TASK INSTRUCTIONS
Rewrite each of the following records with "Marked points" changed to "Points marked", leaving everything else as it is.

EXERCISE DATA
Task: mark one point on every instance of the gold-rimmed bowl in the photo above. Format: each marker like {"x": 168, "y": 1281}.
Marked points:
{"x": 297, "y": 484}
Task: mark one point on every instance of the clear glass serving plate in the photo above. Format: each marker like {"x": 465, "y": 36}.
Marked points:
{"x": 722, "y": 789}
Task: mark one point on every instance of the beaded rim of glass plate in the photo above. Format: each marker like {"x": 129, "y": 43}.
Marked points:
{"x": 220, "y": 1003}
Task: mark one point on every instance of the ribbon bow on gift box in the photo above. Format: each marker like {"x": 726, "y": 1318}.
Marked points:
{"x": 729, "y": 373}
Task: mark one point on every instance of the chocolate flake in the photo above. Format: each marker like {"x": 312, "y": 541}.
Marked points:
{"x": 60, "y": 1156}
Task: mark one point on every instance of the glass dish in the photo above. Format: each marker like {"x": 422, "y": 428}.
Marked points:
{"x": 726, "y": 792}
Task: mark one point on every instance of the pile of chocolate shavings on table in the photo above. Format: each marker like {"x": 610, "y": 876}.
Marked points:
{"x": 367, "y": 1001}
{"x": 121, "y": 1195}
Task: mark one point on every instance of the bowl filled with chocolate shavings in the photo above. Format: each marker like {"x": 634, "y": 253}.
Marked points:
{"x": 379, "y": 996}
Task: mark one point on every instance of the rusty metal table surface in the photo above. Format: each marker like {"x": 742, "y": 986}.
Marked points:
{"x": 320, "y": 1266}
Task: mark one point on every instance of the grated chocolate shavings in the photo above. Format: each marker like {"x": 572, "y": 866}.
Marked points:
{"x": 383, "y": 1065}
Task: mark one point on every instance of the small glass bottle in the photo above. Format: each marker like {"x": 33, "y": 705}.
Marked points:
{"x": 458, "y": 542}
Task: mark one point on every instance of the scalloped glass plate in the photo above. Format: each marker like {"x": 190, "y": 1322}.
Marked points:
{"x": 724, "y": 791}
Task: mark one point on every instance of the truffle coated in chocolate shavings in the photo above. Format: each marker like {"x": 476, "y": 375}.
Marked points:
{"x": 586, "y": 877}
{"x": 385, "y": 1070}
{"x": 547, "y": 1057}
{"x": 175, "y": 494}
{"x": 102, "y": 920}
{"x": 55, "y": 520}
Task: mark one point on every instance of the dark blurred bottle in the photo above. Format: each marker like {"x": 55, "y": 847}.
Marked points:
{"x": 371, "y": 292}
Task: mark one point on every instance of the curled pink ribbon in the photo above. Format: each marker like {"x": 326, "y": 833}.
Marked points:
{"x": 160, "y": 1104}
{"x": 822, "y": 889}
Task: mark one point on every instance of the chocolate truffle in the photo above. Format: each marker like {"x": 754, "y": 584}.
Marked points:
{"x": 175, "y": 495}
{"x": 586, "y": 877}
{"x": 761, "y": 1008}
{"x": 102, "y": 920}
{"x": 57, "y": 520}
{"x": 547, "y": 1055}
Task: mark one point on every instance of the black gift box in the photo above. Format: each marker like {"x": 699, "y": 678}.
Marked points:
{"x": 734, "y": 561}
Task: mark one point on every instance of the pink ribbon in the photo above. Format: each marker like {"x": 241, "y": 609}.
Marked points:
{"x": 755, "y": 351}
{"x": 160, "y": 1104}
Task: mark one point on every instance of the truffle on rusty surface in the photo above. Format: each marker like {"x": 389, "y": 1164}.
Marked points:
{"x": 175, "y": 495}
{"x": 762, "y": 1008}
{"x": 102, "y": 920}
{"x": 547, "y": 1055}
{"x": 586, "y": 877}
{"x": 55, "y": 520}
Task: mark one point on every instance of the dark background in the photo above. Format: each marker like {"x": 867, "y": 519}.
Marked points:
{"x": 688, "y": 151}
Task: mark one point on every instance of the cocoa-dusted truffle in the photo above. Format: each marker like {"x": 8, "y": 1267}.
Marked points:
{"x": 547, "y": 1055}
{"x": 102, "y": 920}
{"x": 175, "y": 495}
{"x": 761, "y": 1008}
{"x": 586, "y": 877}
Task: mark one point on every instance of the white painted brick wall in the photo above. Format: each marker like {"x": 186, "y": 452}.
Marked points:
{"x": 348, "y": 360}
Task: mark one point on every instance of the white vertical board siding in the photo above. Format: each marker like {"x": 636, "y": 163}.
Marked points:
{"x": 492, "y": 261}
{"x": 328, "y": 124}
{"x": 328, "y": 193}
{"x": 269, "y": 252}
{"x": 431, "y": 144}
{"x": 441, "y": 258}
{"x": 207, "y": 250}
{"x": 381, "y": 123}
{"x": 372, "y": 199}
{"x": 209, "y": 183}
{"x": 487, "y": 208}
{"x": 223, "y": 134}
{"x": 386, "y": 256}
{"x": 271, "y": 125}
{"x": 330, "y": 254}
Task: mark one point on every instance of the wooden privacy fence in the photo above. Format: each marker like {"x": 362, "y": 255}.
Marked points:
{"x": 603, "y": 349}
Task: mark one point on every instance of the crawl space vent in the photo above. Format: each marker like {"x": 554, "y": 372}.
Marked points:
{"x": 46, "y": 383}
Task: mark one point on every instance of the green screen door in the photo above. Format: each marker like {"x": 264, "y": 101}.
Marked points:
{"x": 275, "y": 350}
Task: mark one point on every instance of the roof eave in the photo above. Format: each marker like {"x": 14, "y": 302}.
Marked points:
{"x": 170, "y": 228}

THE ANSWER
Task: mark one point on every instance of the gold-rimmed bowl in the photo above. Format: each marker like {"x": 168, "y": 1281}.
Points marked:
{"x": 297, "y": 484}
Task: mark one point on every instance of the clear glass serving plate in the photo above. Format: each marker like {"x": 465, "y": 36}.
Points marked:
{"x": 722, "y": 789}
Task: mark one point on every instance of the beaded rim of glass plate in the photo above. Format: each marker like {"x": 129, "y": 43}.
Points marked:
{"x": 220, "y": 1003}
Task: mark one point on every instance of the ribbon bow on gift box in the photo above. Format: each marker like {"x": 726, "y": 1318}.
Points marked:
{"x": 729, "y": 373}
Task: mark one point on every instance of the chocolate flake in the photo above. Format: each marker like {"x": 312, "y": 541}.
Points marked:
{"x": 60, "y": 1156}
Task: mark one point on every instance of the glass dish in the photo above. Format: each marker like {"x": 422, "y": 428}.
Points marked:
{"x": 726, "y": 792}
Task: mark one point on every instance of the pile of chocolate shavings on table in the photo above. Format: each marker like {"x": 610, "y": 876}.
Points marked:
{"x": 367, "y": 1001}
{"x": 121, "y": 1195}
Task: mark one point on every instance of the bowl filled with chocolate shavings in the photo above. Format: each marker like {"x": 634, "y": 253}.
Points marked:
{"x": 379, "y": 996}
Task: mark one point on every instance of the rusty metal table surface in the photo above. Format: each marker like {"x": 742, "y": 986}.
Points marked:
{"x": 320, "y": 1266}
Task: mark one point on every instance of the grated chocolate shavings in the photo above. Format: each marker like {"x": 572, "y": 866}.
Points marked:
{"x": 383, "y": 1065}
Task: mark one point on every instance of the small glass bottle in the photo above. Format: each marker like {"x": 33, "y": 705}.
Points marked:
{"x": 458, "y": 542}
Task: mark one point on every instance of the scalloped glass plate in the photo above. Format: each marker like {"x": 190, "y": 1322}.
Points marked:
{"x": 724, "y": 791}
Task: mark one point on every instance of the truffle coated in chocolate shavings in the photo above. Format: each marker like {"x": 476, "y": 375}.
Points marked:
{"x": 586, "y": 877}
{"x": 385, "y": 1070}
{"x": 547, "y": 1057}
{"x": 175, "y": 494}
{"x": 102, "y": 920}
{"x": 55, "y": 520}
Task: mark one point on every instance of the dark blurred bottle in the photo above. Format: each marker like {"x": 55, "y": 847}.
Points marked:
{"x": 371, "y": 292}
Task: mark one point on every instance of the curled pink ribbon in the photo above. Format: each marker like {"x": 326, "y": 833}.
Points marked:
{"x": 160, "y": 1104}
{"x": 822, "y": 889}
Task: mark one point on every instance of the chocolate truffle in the photo above. Format: each marker like {"x": 754, "y": 584}.
Points marked:
{"x": 175, "y": 495}
{"x": 586, "y": 877}
{"x": 761, "y": 1008}
{"x": 102, "y": 920}
{"x": 57, "y": 520}
{"x": 547, "y": 1055}
Task: mark one point on every instance of the black gift box in the photo above. Format: each marker like {"x": 699, "y": 678}.
Points marked:
{"x": 734, "y": 561}
Task: mark one point on every instance of the pink ribbon in the photo above. Format: each marker like {"x": 241, "y": 609}.
Points marked:
{"x": 755, "y": 351}
{"x": 160, "y": 1104}
Task: mark one point on every instance of the truffle on rusty surface in the photo above. Format: each marker like {"x": 389, "y": 1164}.
Points marked:
{"x": 175, "y": 495}
{"x": 762, "y": 1008}
{"x": 102, "y": 920}
{"x": 547, "y": 1055}
{"x": 586, "y": 877}
{"x": 55, "y": 520}
Task: mark one point on every instance of the dark background in the photo above. Format: each marker like {"x": 867, "y": 519}.
Points marked:
{"x": 688, "y": 151}
Task: mark one point on every instance of the cocoa-dusted truffle in the photo above. Format: each marker like {"x": 8, "y": 1267}.
Points marked:
{"x": 547, "y": 1055}
{"x": 102, "y": 920}
{"x": 175, "y": 495}
{"x": 761, "y": 1008}
{"x": 586, "y": 877}
Task: mark one point on every instance of the white painted brick wall in the photo above. Format: each marker like {"x": 186, "y": 452}.
Points marked:
{"x": 348, "y": 360}
Task: mark one point on every instance of the white vertical board siding in the photo above. Format: each marker like {"x": 636, "y": 163}.
Points marked:
{"x": 492, "y": 261}
{"x": 328, "y": 124}
{"x": 328, "y": 193}
{"x": 269, "y": 252}
{"x": 431, "y": 144}
{"x": 441, "y": 258}
{"x": 207, "y": 250}
{"x": 381, "y": 123}
{"x": 372, "y": 199}
{"x": 209, "y": 183}
{"x": 487, "y": 208}
{"x": 223, "y": 134}
{"x": 386, "y": 256}
{"x": 271, "y": 125}
{"x": 330, "y": 254}
Task: mark one point on every instance of the wooden privacy fence in the photo above. Format: each marker like {"x": 362, "y": 255}.
Points marked:
{"x": 603, "y": 349}
Task: mark one point on every instance of the crawl space vent in the photo above. Format: each marker like {"x": 554, "y": 372}.
Points marked:
{"x": 46, "y": 383}
Task: mark one point on every instance of the green screen door in the photo above. Format: each marker like {"x": 264, "y": 101}.
Points marked:
{"x": 275, "y": 350}
Task: mark one point on every instance of the roof eave in the photo above. Format: each marker like {"x": 14, "y": 302}.
Points marked:
{"x": 170, "y": 228}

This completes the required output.